What needs to be done: Rewrite all of the data below with every occurrence of "thickest part" changed to "widest part" and all other text left as it stands. Omit the pictures from your answer.

Task material:

============

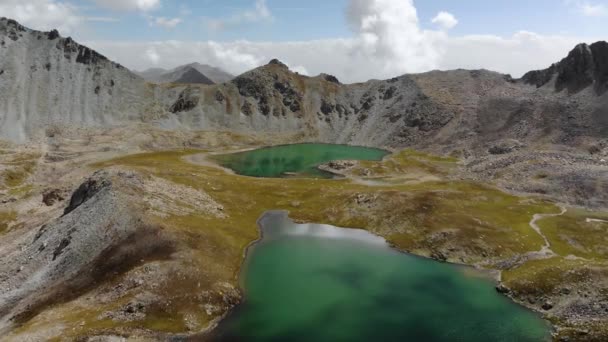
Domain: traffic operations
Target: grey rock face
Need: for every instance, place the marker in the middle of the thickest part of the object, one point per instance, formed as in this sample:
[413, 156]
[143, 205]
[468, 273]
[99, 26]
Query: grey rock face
[47, 79]
[100, 234]
[56, 81]
[584, 66]
[193, 76]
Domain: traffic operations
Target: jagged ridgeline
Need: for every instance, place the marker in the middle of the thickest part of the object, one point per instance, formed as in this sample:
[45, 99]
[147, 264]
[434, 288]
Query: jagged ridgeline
[49, 80]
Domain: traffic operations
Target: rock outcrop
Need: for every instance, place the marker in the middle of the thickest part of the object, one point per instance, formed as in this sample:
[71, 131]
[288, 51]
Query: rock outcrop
[100, 234]
[585, 66]
[46, 79]
[193, 76]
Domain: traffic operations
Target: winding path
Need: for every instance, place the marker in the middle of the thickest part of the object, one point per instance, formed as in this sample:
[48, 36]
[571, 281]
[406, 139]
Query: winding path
[546, 248]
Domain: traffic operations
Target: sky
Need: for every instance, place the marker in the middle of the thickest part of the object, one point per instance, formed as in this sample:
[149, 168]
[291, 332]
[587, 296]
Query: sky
[355, 40]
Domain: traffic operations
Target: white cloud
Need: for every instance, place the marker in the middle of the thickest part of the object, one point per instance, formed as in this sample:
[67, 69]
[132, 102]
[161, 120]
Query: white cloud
[167, 23]
[589, 9]
[260, 13]
[594, 10]
[130, 5]
[42, 14]
[515, 55]
[390, 40]
[445, 20]
[152, 56]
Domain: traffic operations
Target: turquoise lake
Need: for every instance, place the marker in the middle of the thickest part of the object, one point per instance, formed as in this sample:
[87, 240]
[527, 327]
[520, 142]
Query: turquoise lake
[307, 282]
[297, 159]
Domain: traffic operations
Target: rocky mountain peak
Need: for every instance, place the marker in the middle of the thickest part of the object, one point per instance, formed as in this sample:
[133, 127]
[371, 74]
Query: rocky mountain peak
[586, 65]
[275, 61]
[191, 75]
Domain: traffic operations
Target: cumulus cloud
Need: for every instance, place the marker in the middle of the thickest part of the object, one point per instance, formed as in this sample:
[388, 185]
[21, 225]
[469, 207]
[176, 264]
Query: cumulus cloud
[589, 9]
[152, 55]
[445, 20]
[515, 55]
[390, 39]
[130, 5]
[260, 13]
[594, 10]
[167, 23]
[42, 14]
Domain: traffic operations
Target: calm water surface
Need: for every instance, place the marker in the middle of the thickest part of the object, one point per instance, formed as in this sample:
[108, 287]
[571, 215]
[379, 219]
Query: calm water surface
[300, 159]
[322, 283]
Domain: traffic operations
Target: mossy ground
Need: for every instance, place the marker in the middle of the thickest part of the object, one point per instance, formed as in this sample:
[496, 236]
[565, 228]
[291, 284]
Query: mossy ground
[461, 221]
[578, 232]
[6, 217]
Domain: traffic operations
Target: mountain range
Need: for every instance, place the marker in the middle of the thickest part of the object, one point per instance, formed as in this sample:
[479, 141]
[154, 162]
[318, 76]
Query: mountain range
[150, 240]
[46, 79]
[197, 73]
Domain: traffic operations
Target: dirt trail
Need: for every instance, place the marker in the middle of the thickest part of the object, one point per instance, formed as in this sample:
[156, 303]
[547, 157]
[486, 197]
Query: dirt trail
[546, 248]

============

Exercise response:
Domain: traffic operations
Target: grey rock face
Need: for every instance, place the marker in the middle of the widest part of the object, one point per instance, formed as in this sample:
[413, 156]
[143, 205]
[468, 273]
[99, 26]
Query: grey rock face
[47, 79]
[100, 234]
[56, 81]
[584, 66]
[193, 76]
Domain: traffic operations
Target: jagged ridgeline
Need: for every instance, place the marker in the middle of the widest part of the object, one point per instance, formed as in this sample:
[45, 99]
[147, 264]
[434, 288]
Query: jagged ridgeline
[49, 80]
Domain: traffic operations
Target: rock outcrop
Need: for every instance, place the marker in the middle of the widest part of the object, one point per instance, formed as in this sample:
[71, 131]
[288, 51]
Query: rock outcrop
[100, 234]
[585, 66]
[46, 79]
[193, 76]
Domain: traffic operations
Target: winding path
Need: for every instance, place the marker in the middle of the widest part of the object, one point per instance, formed as in this sample:
[48, 36]
[571, 281]
[406, 139]
Query: winding path
[546, 248]
Domain: traffic operations
Target: sky
Need: for every instance, place the marker in the middle of the widest part of the object, one point per instance, formed as in this sample:
[149, 168]
[291, 332]
[587, 296]
Query: sky
[355, 40]
Domain: traffic operations
Target: white cloud
Need: for every instance, place the marker in the middle of the widest part of the object, one point per instance, formed as in this sample:
[67, 69]
[132, 102]
[161, 120]
Query: white cloud
[167, 23]
[589, 9]
[260, 13]
[594, 10]
[130, 5]
[42, 14]
[515, 55]
[390, 40]
[445, 20]
[152, 56]
Domain: traffic operations
Target: turquoise lake
Need: for every instance, place the marker in the middle of the widest part of the object, one point per instance, formed as in this sample:
[87, 240]
[527, 327]
[520, 142]
Query: turquoise lake
[307, 282]
[297, 159]
Domain: traffic operations
Target: rocky mountain peak
Need: for every instance, place the marker in the middle of the widest part of the object, one point per instance, formed as in this sample:
[133, 127]
[371, 74]
Query: rocky mountain peak
[586, 65]
[275, 61]
[191, 75]
Domain: traffic operations
Target: cumulus cloud
Need: for every instance, place the marker in the middle of the widest part of the object, one point per instance, formed as in this sample:
[388, 185]
[21, 225]
[469, 207]
[176, 264]
Query: cumulus cloud
[589, 9]
[152, 55]
[445, 20]
[515, 55]
[390, 39]
[130, 5]
[260, 13]
[594, 10]
[167, 23]
[42, 14]
Domain: traffic operations
Target: calm water surface
Need: for every instance, place the marker in the middle of the widest part of the object, one point per instance, formed as in this sample:
[108, 287]
[571, 215]
[379, 219]
Query: calm water surface
[300, 159]
[322, 283]
Domain: traffic operations
Target: mossy ground
Need: for every instance, place the marker in the middle of the widest part of the object, one point per instance, formed as in this sample:
[496, 236]
[565, 228]
[291, 284]
Query: mossy ground
[461, 221]
[578, 232]
[6, 217]
Domain: traffic operations
Target: mountain range
Need: for every instance, place the marker in the middle of the widest part of the object, one point per instance, formed as in this sample:
[479, 141]
[154, 162]
[318, 76]
Query: mountain range
[150, 240]
[46, 79]
[197, 73]
Domain: traffic operations
Target: dirt trail
Need: for every instance, place the marker in the middle of the widest part of the object, one point per instance, formed as in this sample:
[156, 303]
[547, 157]
[486, 197]
Query: dirt trail
[546, 248]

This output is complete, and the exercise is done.